**PROVIDED PASSAGE:**
◇ ◇ ◇ ◇ ◇ ◇ ◇
I’ve spent the past week playing and reviewing Hogwarts Legacy, an exercise in wizarding wish-fulfilment that would once have been a no-brainer purchase for anyone who grew up fantasising about walking the hallowed halls of that imaginary castle.
But like the rest of the Wizarding World, including the ailing Fantastic Beasts franchise, Hogwarts Legacy has become caught up in the controversy surrounding JK Rowling’s statements about sex and gender. (This is a pretty comprehensive breakdown of what she has publicly said.) As someone who unequivocally supports trans rights, Rowling’s comments have soured and complicated my relationship with Harry Potter – and I am far from alone.
Discussions of the ethics of buying the game have generated thousands of tweets, many loudly calling for a boycott, others wrestling with financially supporting it. (Rowling played no part in its creation; developer Avalanche consulted closely with her team.) The discourse made it on to BBC Radio 4 last week, and has been covered by the Times, the Mail and Sky – another beat in the endless media culture war that trans people have been subjected to. If you’re wondering why Rowling’s comments on this issue have attracted so much attention, consider the climate they’re feeding into. For more on that, especially as it intersects with Hogwarts Legacy, read this breakdown by media critic Jessie Earl, who writes about transgender topics.
As a result of this controversy, some games media outlets decided not to cover Hogwarts Legacy. The moderators of ResetEra, one of the biggest and longest-established games discussion forums, have banned all mention of it. One of the game’s actors, meanwhile – Sebastian Croft, who also plays a character in beloved LGBTQ+ Netflix teen drama, Heartstopper – has followed the example of the stars of the Potter movies and issued a statement distancing himself from Rowling’s comments. “I was cast in this project over three years ago, back when all Harry Potter was to me, was the magical world I grew up with. This was long before I was aware of JK Rowling’s views,” he said, in a series of tweets. “I’m really sorry to anyone hurt by this announcement. There is no LGB without the T.”
◇ ◇ ◇ ◇ ◇ ◇ ◇
**RECORDS SHOWN:**

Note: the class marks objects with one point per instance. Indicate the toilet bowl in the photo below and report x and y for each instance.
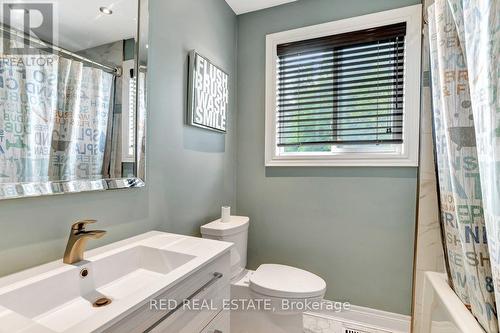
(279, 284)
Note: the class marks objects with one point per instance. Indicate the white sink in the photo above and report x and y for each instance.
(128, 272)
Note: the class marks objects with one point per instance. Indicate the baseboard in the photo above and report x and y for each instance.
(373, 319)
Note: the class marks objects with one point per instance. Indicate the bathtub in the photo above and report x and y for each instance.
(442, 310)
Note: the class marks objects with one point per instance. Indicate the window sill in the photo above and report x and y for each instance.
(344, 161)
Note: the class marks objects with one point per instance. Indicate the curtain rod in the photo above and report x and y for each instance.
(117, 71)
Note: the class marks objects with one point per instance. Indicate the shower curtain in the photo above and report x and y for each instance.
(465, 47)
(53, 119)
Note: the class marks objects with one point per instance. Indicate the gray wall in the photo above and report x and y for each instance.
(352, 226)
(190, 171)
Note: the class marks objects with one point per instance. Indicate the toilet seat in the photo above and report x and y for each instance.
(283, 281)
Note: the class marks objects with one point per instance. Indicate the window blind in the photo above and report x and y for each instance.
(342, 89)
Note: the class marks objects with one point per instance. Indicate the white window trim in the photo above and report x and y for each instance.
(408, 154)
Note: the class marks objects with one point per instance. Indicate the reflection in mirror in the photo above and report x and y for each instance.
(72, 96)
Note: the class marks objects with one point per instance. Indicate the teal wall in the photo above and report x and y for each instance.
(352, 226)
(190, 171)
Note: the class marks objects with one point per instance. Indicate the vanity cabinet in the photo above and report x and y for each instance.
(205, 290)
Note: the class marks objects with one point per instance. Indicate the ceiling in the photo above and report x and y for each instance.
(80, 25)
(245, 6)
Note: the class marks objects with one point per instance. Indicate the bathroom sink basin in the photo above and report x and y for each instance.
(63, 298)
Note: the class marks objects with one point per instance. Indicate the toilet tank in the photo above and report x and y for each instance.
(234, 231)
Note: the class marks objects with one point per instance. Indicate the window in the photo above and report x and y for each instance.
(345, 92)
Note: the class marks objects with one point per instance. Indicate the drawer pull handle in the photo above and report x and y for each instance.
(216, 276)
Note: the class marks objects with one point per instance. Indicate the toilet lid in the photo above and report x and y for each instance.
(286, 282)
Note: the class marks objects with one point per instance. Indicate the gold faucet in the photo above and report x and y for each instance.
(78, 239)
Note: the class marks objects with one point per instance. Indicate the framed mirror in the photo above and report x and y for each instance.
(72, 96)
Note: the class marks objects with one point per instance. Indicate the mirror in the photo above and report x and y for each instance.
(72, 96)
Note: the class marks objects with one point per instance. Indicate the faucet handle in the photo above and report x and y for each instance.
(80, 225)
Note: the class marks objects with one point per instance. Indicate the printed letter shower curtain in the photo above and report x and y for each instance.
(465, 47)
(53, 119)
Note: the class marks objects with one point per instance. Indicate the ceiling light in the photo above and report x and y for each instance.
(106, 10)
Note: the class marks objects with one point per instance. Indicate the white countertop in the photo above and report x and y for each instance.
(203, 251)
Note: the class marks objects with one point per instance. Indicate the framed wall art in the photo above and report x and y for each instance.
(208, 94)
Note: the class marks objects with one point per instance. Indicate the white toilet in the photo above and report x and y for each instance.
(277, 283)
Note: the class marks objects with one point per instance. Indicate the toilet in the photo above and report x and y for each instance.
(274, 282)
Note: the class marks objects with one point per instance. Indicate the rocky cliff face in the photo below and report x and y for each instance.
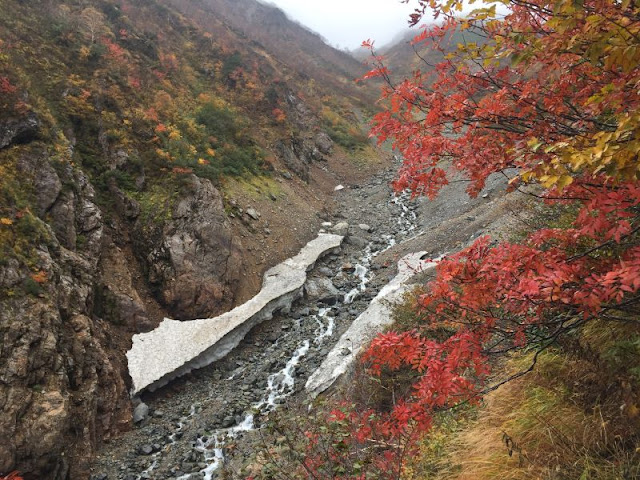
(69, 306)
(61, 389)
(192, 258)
◇ ◇ ◇ ◇ ◇ ◇ ◇
**PROBLEMS:**
(1) Answer these questions using the Hogwarts Legacy article:
(a) Which developer made the game?
(b) On which radio station did the debate about buying the game come up?
(c) The moderators of which games forum banned all mention of the game?
(2) List every media outlet that the Hogwarts Legacy article names as having covered the debate over buying the game.
(3) From the Hogwarts Legacy article, return the part that begins at the words "I’ve spent the" and stops after "that imaginary castle.".

**RESULTS FOR THE EXERCISE:**
(1)
(a) Avalanche
(b) BBC Radio 4
(c) ResetEra

(2)
- BBC Radio 4
- The Times
- The Mail
- Sky

(3)
I’ve spent the past week playing and reviewing Hogwarts Legacy, an exercise in wizarding wish-fulfilment that would once have been a no-brainer purchase for anyone who grew up fantasising about walking the hallowed halls of that imaginary castle.